Assigned task A — In the contact lens study abstract below, explain what the contact lens wearers were split into symptomatic and asymptomatic groups on the basis of.
Assigned task B — Duplicate the passage of the contact lens study abstract below between "Methods : 51" and "and 8 hours.", inclusive.

---------- Text passage ----------

Purpose : To examine diurnal variation in corneal sensory processing, tearing response and symptoms in symptomatic and asymptomatic contact lens (CL) wearers.

Methods : 51 adapted CL wearers and15 normal non-lens wearer controls participated. CL wearers were subdivided into symptomatic and asymptomatic groups based on comfortable wearing time and Contact Lens Dry Eye Questionnaire-8 score. Detection threshold to cool stimulus was estimated using a Belmonte esthesiometer at baseline (BL) before 9 am and within 1 hour of awakening. Following BL measurement, subjects of the contact lens group wore their contact lenses for approximately 8 hours and threshold was estimated again. For the non-lens wear controls, measurements were repeated at 8 hours after BL. Lower tear meniscus height (TMH) was measured using an OCT prior to threshold measurement and immediately following stimulus detection, and symptoms were assessed using the Current Symptom Questionnaire (CSQ) at BL and 8 hours.

---------- Study material ----------

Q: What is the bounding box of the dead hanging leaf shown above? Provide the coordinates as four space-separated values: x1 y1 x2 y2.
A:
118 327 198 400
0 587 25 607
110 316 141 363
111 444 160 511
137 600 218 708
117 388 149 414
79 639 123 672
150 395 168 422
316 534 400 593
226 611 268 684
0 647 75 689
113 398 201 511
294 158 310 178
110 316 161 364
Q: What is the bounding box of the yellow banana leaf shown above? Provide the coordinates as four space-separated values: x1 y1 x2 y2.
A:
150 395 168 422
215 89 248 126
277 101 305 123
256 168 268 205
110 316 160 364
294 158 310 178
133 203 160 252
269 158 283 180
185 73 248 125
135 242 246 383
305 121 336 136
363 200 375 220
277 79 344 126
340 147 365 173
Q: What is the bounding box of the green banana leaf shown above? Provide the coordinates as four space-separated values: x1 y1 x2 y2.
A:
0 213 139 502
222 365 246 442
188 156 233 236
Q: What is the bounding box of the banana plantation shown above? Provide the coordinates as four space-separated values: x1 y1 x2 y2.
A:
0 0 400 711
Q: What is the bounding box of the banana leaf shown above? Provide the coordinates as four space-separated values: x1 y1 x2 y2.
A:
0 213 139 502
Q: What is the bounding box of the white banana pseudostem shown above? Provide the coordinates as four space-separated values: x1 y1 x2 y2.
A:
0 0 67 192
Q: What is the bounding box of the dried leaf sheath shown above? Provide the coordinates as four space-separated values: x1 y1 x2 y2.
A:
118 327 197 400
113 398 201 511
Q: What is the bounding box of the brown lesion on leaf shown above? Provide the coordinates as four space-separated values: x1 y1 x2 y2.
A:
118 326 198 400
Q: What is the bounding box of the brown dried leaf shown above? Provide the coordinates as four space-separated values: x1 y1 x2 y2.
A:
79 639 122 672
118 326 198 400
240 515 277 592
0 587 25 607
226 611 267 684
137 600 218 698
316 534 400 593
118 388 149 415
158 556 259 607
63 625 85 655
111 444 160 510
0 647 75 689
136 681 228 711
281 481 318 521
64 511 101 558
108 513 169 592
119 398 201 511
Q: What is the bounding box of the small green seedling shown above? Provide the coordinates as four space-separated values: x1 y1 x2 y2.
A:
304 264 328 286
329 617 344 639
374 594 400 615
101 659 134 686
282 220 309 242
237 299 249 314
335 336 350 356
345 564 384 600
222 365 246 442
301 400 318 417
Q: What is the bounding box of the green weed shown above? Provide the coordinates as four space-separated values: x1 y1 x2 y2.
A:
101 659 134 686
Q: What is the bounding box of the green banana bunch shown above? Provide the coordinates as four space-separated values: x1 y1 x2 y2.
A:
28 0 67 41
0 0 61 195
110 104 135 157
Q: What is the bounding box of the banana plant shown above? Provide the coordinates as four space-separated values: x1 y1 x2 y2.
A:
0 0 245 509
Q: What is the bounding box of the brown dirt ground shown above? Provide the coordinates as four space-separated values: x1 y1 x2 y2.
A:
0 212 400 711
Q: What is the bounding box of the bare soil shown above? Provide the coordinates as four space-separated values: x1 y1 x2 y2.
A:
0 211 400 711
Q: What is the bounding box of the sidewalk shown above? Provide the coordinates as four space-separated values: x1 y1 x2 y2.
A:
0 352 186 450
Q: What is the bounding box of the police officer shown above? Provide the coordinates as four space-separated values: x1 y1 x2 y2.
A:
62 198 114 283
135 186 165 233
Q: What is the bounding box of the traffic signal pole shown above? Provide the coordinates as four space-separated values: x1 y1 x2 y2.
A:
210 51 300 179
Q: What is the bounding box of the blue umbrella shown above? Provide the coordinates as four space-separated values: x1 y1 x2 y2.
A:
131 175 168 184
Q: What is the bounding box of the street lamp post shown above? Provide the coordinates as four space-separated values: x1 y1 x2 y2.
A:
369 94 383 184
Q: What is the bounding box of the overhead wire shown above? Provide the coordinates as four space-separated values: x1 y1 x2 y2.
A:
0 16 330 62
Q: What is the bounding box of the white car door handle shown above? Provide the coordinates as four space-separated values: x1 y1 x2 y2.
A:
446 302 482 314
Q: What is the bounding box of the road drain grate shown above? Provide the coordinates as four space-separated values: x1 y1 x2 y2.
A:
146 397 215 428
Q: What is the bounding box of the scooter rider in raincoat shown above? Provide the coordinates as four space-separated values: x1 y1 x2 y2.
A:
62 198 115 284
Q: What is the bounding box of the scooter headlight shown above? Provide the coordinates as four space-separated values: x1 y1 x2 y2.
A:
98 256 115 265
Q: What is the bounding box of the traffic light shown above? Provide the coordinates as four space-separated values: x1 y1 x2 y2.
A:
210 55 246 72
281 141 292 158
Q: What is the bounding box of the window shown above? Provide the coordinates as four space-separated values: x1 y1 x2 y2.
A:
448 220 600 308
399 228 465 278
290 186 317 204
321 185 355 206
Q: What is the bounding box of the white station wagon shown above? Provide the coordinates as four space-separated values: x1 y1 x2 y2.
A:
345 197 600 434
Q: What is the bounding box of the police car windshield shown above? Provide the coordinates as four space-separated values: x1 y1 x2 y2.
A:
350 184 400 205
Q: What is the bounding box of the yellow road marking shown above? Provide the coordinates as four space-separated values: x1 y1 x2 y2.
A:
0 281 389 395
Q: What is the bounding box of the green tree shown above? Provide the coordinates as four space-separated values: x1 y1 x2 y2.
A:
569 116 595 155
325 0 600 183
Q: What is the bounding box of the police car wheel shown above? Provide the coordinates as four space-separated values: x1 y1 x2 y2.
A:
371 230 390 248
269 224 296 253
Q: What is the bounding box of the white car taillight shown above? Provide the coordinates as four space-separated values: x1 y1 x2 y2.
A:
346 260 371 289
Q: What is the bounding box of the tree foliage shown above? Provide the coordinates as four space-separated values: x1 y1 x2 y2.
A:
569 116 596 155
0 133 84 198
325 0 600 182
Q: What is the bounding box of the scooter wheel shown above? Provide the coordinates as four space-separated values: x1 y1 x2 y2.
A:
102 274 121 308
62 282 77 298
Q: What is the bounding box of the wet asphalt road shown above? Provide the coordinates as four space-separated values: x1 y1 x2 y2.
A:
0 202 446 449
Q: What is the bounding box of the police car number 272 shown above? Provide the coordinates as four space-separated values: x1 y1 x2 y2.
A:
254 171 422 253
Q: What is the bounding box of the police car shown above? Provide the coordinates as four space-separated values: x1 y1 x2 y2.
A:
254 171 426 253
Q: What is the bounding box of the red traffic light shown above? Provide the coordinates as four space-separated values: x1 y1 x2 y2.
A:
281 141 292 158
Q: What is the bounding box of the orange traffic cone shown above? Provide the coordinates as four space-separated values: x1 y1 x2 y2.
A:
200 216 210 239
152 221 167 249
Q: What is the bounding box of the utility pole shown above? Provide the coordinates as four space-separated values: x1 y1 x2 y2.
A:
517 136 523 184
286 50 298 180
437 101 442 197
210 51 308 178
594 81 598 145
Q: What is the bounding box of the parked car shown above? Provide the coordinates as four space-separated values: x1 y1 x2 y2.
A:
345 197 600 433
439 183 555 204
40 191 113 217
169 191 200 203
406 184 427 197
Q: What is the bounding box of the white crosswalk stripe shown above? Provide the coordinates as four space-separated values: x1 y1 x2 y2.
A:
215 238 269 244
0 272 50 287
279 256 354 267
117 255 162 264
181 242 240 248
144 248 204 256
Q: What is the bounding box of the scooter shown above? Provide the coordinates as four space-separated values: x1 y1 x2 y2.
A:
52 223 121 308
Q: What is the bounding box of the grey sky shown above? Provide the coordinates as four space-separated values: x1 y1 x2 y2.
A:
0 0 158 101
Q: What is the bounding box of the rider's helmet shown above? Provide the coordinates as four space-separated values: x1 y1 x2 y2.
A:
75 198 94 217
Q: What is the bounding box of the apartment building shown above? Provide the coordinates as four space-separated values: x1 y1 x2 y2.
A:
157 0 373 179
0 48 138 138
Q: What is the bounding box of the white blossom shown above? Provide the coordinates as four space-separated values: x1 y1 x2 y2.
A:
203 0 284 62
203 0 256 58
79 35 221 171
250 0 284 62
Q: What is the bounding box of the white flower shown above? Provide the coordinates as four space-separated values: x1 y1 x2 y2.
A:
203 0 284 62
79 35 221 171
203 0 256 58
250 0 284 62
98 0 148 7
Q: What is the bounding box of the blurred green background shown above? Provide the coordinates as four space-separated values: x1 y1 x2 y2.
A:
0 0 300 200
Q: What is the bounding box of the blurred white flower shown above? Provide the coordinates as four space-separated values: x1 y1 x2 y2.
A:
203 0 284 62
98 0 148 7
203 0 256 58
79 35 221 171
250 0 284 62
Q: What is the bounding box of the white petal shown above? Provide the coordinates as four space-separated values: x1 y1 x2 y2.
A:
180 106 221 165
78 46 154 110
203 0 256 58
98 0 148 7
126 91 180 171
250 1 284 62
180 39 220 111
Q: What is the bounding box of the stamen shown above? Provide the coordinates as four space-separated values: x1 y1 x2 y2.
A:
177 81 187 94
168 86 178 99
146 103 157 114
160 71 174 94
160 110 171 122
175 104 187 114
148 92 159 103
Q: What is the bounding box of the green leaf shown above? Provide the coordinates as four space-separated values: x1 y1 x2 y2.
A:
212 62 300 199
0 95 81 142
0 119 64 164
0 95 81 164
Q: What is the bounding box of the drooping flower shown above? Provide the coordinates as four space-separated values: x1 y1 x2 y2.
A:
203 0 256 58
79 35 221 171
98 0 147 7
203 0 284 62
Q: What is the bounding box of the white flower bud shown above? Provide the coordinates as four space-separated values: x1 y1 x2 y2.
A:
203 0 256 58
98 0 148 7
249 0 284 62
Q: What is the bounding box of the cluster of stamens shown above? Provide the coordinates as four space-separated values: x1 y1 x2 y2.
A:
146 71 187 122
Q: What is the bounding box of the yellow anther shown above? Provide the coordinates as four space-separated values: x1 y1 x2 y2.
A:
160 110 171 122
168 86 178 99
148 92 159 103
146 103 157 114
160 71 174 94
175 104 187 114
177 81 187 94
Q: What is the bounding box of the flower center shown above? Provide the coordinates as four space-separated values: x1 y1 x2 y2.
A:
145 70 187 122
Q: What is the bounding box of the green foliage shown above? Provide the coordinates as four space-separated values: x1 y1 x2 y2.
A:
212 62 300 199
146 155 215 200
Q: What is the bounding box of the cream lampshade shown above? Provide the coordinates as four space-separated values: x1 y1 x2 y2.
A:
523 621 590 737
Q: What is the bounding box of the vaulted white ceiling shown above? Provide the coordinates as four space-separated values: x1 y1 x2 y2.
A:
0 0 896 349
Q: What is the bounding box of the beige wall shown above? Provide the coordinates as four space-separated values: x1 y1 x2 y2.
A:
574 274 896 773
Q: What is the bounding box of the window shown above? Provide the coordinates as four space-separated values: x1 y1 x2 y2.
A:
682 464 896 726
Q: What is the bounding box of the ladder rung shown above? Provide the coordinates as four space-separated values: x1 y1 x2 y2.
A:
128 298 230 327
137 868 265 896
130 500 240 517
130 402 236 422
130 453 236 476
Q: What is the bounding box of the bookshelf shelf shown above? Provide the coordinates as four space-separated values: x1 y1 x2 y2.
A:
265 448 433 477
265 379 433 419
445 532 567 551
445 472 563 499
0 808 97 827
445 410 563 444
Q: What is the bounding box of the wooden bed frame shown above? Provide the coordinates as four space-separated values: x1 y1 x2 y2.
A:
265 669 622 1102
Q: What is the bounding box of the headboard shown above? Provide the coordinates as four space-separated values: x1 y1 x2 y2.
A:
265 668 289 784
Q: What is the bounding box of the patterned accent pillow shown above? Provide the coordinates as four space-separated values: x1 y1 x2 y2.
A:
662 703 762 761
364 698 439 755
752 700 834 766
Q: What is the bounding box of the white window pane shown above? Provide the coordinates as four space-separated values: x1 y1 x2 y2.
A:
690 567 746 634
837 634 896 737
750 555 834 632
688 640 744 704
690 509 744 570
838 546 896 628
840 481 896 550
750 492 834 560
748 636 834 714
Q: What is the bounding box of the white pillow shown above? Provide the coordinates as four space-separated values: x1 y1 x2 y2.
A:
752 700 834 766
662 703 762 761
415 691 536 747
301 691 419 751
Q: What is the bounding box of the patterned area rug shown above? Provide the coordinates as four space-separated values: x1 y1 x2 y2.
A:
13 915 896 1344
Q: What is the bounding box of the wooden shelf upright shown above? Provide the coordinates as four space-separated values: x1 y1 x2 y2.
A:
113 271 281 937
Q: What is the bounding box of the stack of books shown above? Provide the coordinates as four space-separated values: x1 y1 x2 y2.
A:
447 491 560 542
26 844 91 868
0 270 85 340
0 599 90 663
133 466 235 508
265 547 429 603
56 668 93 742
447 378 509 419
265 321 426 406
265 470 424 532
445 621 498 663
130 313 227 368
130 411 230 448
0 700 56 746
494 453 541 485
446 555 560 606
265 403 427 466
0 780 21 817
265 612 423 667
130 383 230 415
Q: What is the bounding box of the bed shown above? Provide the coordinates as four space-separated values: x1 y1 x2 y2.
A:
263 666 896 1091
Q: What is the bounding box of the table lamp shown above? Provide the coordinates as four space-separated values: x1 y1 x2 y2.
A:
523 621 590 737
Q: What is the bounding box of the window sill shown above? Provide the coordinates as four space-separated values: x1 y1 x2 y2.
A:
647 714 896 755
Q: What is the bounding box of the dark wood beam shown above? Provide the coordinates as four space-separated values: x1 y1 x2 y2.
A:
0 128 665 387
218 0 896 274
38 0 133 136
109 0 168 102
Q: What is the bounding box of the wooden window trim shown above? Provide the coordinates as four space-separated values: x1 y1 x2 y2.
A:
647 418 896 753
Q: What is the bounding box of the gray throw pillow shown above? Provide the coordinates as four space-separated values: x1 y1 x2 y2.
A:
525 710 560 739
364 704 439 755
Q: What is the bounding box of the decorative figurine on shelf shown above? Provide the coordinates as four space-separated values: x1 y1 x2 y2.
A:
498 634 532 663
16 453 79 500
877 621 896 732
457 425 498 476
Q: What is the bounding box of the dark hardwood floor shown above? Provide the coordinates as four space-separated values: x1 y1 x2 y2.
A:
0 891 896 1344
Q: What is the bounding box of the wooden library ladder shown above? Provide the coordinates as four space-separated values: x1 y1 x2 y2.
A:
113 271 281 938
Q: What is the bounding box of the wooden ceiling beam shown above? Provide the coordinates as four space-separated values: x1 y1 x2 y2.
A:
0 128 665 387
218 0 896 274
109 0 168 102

----------

Final answer A — The wearers were divided using two measures: their comfortable wearing time and their score on the Contact Lens Dry Eye Questionnaire-8.

Final answer B —
Methods : 51 adapted CL wearers and15 normal non-lens wearer controls participated. CL wearers were subdivided into symptomatic and asymptomatic groups based on comfortable wearing time and Contact Lens Dry Eye Questionnaire-8 score. Detection threshold to cool stimulus was estimated using a Belmonte esthesiometer at baseline (BL) before 9 am and within 1 hour of awakening. Following BL measurement, subjects of the contact lens group wore their contact lenses for approximately 8 hours and threshold was estimated again. For the non-lens wear controls, measurements were repeated at 8 hours after BL. Lower tear meniscus height (TMH) was measured using an OCT prior to threshold measurement and immediately following stimulus detection, and symptoms were assessed using the Current Symptom Questionnaire (CSQ) at BL and 8 hours.